- [Task brief]
Output only the lines below from the one containing "box: [0, 134, 75, 385]" to the one containing "positive clicks: (68, 233) (71, 376)", exactly as written, both ends kept.

________________

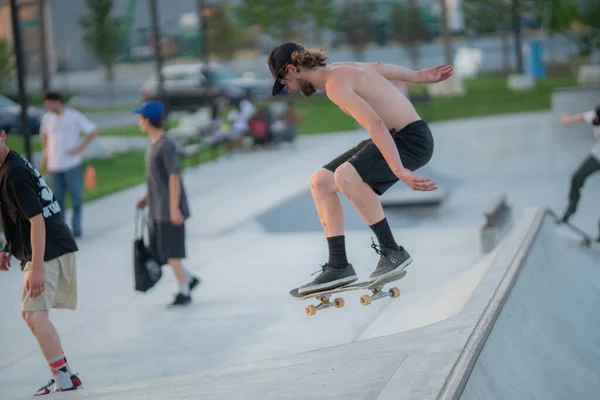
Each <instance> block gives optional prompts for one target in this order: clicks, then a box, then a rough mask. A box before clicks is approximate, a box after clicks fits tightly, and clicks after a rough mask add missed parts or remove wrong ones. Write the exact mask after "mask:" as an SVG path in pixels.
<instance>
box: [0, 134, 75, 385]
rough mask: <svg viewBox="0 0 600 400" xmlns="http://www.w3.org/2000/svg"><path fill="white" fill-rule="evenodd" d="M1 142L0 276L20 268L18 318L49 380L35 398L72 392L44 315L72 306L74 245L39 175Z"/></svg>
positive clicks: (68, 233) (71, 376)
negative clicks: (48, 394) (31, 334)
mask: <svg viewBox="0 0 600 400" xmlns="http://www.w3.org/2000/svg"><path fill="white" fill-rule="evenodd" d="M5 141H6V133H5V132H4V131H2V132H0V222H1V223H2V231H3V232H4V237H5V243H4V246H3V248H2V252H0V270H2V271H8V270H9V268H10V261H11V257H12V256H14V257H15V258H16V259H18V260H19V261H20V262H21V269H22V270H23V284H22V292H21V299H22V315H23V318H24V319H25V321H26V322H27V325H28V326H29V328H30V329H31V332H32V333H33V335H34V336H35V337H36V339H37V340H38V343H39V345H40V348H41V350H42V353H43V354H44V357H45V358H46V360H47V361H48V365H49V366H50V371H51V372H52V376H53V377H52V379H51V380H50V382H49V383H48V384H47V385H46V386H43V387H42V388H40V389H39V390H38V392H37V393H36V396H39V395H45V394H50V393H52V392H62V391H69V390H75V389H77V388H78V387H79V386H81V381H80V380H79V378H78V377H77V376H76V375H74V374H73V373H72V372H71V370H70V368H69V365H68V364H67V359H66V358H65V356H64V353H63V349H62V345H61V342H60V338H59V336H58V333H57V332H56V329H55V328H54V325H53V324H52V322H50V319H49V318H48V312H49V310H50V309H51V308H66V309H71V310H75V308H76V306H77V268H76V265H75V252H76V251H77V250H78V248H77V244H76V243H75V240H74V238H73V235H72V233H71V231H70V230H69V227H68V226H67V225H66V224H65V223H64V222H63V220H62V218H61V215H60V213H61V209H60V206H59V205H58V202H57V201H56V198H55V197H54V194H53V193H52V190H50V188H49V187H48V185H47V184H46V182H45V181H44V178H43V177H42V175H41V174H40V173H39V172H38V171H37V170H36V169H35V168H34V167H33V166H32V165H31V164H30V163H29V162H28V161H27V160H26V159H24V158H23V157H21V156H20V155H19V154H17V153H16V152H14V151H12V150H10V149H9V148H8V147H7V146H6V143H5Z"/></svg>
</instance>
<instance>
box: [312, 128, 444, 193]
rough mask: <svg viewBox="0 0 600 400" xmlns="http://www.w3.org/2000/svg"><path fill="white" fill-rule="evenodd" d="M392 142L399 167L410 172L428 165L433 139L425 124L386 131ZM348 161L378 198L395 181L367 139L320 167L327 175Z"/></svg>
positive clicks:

________________

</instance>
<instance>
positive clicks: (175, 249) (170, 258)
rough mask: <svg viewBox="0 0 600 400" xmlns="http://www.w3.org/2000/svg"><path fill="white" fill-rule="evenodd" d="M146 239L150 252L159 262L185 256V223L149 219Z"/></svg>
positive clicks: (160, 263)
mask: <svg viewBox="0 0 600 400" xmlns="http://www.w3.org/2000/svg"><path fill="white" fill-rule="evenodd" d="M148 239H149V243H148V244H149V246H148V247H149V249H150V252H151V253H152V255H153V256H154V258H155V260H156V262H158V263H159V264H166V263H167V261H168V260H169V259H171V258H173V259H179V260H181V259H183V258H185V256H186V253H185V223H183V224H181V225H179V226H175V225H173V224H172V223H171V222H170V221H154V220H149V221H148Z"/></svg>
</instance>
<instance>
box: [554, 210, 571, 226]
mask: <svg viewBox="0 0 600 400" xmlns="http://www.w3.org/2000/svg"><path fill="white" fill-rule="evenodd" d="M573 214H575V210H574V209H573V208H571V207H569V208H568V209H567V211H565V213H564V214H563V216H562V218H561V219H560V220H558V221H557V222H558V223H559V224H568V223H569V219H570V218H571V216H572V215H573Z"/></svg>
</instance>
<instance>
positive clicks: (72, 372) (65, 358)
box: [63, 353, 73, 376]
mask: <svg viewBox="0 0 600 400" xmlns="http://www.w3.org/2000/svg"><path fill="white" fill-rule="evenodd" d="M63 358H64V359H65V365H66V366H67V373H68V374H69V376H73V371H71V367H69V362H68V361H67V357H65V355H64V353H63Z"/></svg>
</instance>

________________

- [Exercise response]
box: [0, 134, 75, 385]
rough mask: <svg viewBox="0 0 600 400" xmlns="http://www.w3.org/2000/svg"><path fill="white" fill-rule="evenodd" d="M1 142L0 276L20 268L18 318L49 380L35 398L72 392L44 315L72 306L74 245L39 175Z"/></svg>
positive clicks: (68, 233) (71, 376)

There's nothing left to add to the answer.